#### Given passage:
++++++++++

A Mustache On The Mona Lisa

It’s Foodie Friday, and I want to relate an experience I had the other night while dining out. It got me thinking about some dumb things folks in the food business do and how any of us in business can be smarter than they seem to have been. I went to get a burger at a local bar that serves excellent food.

The Mona Lisa (or La Joconde, La Gioconda).

(Photo credit: Wikipedia)

They grind the burgers themselves out of a combination of several cuts of beef and they cook it nicely. It’s perfectly seasoned and is served on a bun that absorbs the juices without falling apart. I order mine with bacon and a runny fried egg (why not have breakfast with your burger?) but they offer many other options. It’s a work of art: the Mona Lisa of burgers.

When the burger came the other night, I asked the server for some mayo to dress the bun. They used to serve a lovely house-made truffle aioli but the menu has changed and now it’s just mayo. What I got was a handful of packets of mayo. You know – the shelf-stable, room temperature stuff you’d get tossed in your bag at a deli for your take-out sandwich. I was shocked and felt like whoever made the decision to serve their condiments as if we were in a concession line someplace was disrespecting the customer, not to mention their own product. They had put a mustache on the Mona Lisa.

++++++++++

#### Jobs:
a - According to the burger passage, what condiment did the bar serve before its menu changed?
b - Using the burger passage, explain why the writer was shocked at receiving packets of mayonnaise.

#### Source material:
++++++++++

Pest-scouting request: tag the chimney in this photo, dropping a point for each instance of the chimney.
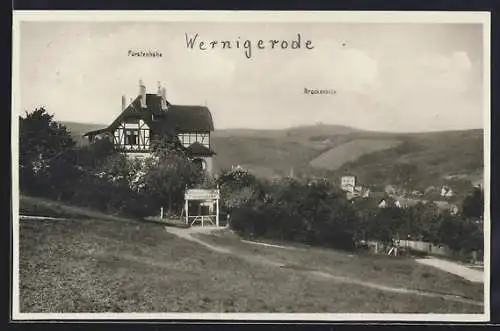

++++++++++

#### Final answers:
a - A house-made truffle aioli.

b - The writer felt that serving condiments as though the diners were in a concession line disrespected the customer and the restaurant's own product. In the writer's words, it amounted to putting a mustache on the Mona Lisa.